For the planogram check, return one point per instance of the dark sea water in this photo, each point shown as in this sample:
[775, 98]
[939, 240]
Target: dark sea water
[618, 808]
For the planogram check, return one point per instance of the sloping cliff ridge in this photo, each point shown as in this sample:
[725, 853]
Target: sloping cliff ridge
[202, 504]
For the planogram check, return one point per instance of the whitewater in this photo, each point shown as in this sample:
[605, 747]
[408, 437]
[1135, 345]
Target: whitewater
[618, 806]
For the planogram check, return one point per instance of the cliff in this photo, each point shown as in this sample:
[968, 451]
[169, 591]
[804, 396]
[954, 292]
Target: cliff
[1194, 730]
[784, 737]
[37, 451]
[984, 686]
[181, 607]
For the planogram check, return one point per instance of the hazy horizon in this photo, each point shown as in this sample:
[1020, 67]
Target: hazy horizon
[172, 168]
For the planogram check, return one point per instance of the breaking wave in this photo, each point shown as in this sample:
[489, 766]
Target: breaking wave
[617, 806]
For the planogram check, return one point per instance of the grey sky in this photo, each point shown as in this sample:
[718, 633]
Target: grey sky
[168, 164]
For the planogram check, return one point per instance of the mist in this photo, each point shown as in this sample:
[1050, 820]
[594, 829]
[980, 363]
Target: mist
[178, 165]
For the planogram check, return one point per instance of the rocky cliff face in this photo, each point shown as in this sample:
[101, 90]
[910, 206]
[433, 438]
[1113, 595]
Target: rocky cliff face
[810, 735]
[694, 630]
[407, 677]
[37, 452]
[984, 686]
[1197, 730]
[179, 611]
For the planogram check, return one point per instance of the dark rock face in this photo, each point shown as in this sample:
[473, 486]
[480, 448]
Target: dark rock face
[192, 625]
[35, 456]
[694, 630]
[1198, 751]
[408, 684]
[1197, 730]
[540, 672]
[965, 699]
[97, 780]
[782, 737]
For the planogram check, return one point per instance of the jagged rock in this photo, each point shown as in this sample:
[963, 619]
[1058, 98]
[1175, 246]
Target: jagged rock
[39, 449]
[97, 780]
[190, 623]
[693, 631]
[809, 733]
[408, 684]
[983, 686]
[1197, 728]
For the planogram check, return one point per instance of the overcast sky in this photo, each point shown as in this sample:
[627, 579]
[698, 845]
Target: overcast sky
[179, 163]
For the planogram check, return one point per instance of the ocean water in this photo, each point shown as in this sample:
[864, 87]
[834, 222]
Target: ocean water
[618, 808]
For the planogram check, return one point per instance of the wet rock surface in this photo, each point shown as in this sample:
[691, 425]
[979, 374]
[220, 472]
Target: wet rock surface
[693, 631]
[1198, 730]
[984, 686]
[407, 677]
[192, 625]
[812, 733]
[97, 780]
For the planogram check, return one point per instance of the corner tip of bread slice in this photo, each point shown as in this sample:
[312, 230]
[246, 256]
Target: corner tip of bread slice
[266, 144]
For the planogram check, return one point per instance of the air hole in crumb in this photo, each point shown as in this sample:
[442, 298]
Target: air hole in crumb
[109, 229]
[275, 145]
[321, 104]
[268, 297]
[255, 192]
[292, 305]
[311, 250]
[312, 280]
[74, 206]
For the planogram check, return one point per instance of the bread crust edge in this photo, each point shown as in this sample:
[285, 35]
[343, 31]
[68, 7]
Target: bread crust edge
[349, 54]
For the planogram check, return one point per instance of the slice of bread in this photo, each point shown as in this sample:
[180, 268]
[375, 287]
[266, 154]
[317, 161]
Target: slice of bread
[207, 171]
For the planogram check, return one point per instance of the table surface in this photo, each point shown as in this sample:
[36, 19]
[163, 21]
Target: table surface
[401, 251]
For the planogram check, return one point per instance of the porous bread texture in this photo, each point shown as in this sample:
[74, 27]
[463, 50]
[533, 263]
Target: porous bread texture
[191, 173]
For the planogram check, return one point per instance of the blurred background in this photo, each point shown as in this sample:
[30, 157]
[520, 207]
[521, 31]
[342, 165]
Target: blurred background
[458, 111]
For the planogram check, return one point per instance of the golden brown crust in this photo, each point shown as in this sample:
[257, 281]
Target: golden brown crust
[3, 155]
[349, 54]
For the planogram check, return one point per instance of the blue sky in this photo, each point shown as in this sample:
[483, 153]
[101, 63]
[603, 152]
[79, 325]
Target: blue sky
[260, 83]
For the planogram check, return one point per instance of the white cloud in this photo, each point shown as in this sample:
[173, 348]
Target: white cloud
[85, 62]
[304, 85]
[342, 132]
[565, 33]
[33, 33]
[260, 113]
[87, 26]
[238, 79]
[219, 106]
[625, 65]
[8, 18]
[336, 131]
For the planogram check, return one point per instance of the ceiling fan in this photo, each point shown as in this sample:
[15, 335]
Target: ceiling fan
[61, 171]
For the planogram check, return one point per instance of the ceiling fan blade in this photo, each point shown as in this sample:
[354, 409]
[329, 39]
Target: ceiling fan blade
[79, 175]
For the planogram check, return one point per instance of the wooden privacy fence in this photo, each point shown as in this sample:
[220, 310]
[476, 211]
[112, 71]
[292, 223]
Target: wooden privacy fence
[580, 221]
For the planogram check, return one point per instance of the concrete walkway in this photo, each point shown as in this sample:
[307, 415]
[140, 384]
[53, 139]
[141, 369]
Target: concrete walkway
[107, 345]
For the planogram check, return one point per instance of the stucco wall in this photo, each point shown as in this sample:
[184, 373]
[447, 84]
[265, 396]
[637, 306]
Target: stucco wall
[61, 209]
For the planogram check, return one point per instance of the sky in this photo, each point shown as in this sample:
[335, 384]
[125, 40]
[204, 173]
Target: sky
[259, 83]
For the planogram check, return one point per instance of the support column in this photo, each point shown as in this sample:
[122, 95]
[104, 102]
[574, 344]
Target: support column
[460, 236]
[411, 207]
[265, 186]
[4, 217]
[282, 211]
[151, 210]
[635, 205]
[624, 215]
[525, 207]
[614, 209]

Requirement
Rewrite all the records above unchanged except that every "planogram check" is swapped for "shelf audit".

Solution for this exercise
For the shelf audit, return one point per instance of the dark sea water in this photo, each point shown as in this sample:
[775, 98]
[939, 240]
Target: dark sea water
[618, 808]
For the shelf audit, return one point per instance of the sloping cliff ridge in this photo, each point shown as in this sample:
[725, 853]
Target: sloping cliff ridge
[202, 504]
For the shelf audit, return one point per instance of the whitewater in this photo, each point shown as in this sample:
[605, 747]
[408, 437]
[1135, 345]
Target: whitewater
[618, 806]
For the shelf audit, return one point per instance of the cliff in this photo, each point shown as in this sample:
[968, 451]
[169, 591]
[804, 396]
[954, 292]
Target: cliff
[1194, 730]
[784, 737]
[37, 451]
[984, 686]
[181, 607]
For the shelf audit, return one point per instance of the hazy horizon in this photo, each point shown as in this sample:
[1020, 67]
Target: hazy horizon
[172, 168]
For the shelf audit, return one point per instance of the breaking wave in this photo, each point shown as in this sample:
[489, 766]
Target: breaking wave
[617, 806]
For the shelf audit, return one point per instance of the grey sky in this photo, each point shown as in this sample:
[718, 633]
Target: grey sky
[168, 164]
For the shelf audit, return one point per instance of the mist in this photo, each point shown as in this sample:
[1050, 820]
[594, 829]
[980, 363]
Target: mist
[178, 165]
For the shelf audit, return one point per instance of the rocky cliff face in this photo, each point shown as in this sample:
[101, 90]
[910, 206]
[433, 438]
[1113, 595]
Target: rocky cliff face
[810, 735]
[694, 630]
[407, 677]
[37, 452]
[984, 686]
[1197, 730]
[179, 611]
For the shelf audit, return one point per instance of the dark rock face in this photo, each point shown as in this sample:
[473, 486]
[480, 448]
Target: dark rock face
[192, 625]
[35, 456]
[694, 630]
[1198, 751]
[408, 684]
[1197, 730]
[540, 672]
[965, 699]
[97, 780]
[782, 737]
For the shelf audit, return one point per instance of the jagged rock in this photo, each point shown as in this sample:
[963, 619]
[1058, 98]
[1175, 246]
Target: jagged rock
[39, 449]
[97, 780]
[190, 623]
[693, 631]
[809, 733]
[408, 684]
[983, 686]
[1197, 728]
For the shelf audit, return one point per instance of the overcast sky in this photo, each point shown as in this sample:
[627, 579]
[698, 845]
Target: overcast sky
[179, 163]
For the shelf audit, return one point per instance of the ocean water in this photo, each point shown as in this sample:
[864, 87]
[834, 222]
Target: ocean water
[618, 808]
For the shelf audit, return one point per instance of the wet rock surface in this photo, each point shown as in this sample:
[691, 425]
[979, 374]
[220, 472]
Target: wet rock surface
[693, 631]
[1198, 730]
[984, 686]
[407, 677]
[192, 625]
[812, 733]
[97, 780]
For the shelf audit, return one point per instance of the corner tip of bread slice in this photo, each point shown as in this sample:
[312, 230]
[246, 256]
Target: corner tip of bread slice
[266, 144]
For the shelf audit, return one point per instance of the air hole in crumb in this photo, each point shown as in this sample:
[442, 298]
Target: air hole in crumb
[109, 229]
[275, 145]
[321, 104]
[268, 297]
[255, 192]
[292, 305]
[311, 250]
[312, 280]
[74, 206]
For the shelf audit, return one point per instance of the bread crust edge in this photo, each point shown as in this sample:
[285, 35]
[343, 31]
[68, 7]
Target: bread crust edge
[349, 54]
For the shelf audit, return one point per instance of the slice of bread in this photo, each point shown as in this sample:
[180, 268]
[375, 287]
[266, 154]
[317, 161]
Target: slice of bread
[207, 171]
For the shelf audit, return one point per instance of the table surface in this photo, each point shown as in this sample:
[36, 19]
[163, 21]
Target: table surface
[401, 251]
For the shelf audit, return one point per instance of the porous bread texture in this photo, each point shown as in this sample:
[74, 27]
[463, 50]
[533, 263]
Target: porous bread texture
[191, 173]
For the shelf audit, return one point per instance of the blurred background in this photo, each point shown as in this sample:
[30, 157]
[520, 207]
[521, 31]
[342, 165]
Target: blurred background
[458, 111]
For the shelf audit, return one point per instance of the golden brown crust in this photo, each point shown as in this sample:
[257, 281]
Target: golden brown crust
[3, 155]
[349, 54]
For the shelf audit, return one point per instance of the blue sky in this photo, each point shown as in this sample:
[483, 153]
[101, 63]
[603, 152]
[79, 325]
Target: blue sky
[260, 83]
For the shelf audit, return one point per instance of the white cloud in this photo, each point shown as in this sample:
[173, 348]
Target: white cloud
[85, 62]
[304, 85]
[342, 132]
[565, 33]
[33, 33]
[260, 113]
[87, 26]
[238, 79]
[219, 106]
[625, 65]
[8, 18]
[336, 131]
For the shelf audit, return one point per instance of the ceiling fan in this photo, each point shown as in this sample:
[15, 335]
Target: ceiling fan
[61, 171]
For the shelf audit, return one point per instance of the ceiling fan blade in this photo, each point shown as in this sample:
[354, 409]
[329, 39]
Target: ceiling fan blade
[79, 175]
For the shelf audit, return one point per instance of the wooden privacy fence in this photo, each point shown as in this sample:
[220, 310]
[476, 211]
[112, 71]
[292, 223]
Target: wooden privacy fence
[580, 221]
For the shelf audit, return one point per instance of the concrete walkway in this photo, each point shown as in this sample:
[307, 415]
[140, 384]
[53, 139]
[141, 369]
Target: concrete walkway
[107, 345]
For the shelf audit, return one point per instance of the stucco wall in this photo, each point shown as in this sample:
[184, 373]
[447, 84]
[265, 396]
[637, 306]
Target: stucco wall
[61, 209]
For the shelf audit, return one point per instance of the sky in this photo, each point shown as in this sample:
[335, 384]
[125, 40]
[204, 173]
Target: sky
[259, 83]
For the shelf audit, return one point per instance of the support column in this photo, each point shown as in this sample:
[122, 95]
[104, 102]
[574, 344]
Target: support column
[460, 236]
[411, 207]
[265, 186]
[4, 217]
[282, 211]
[151, 210]
[635, 205]
[624, 215]
[525, 207]
[614, 209]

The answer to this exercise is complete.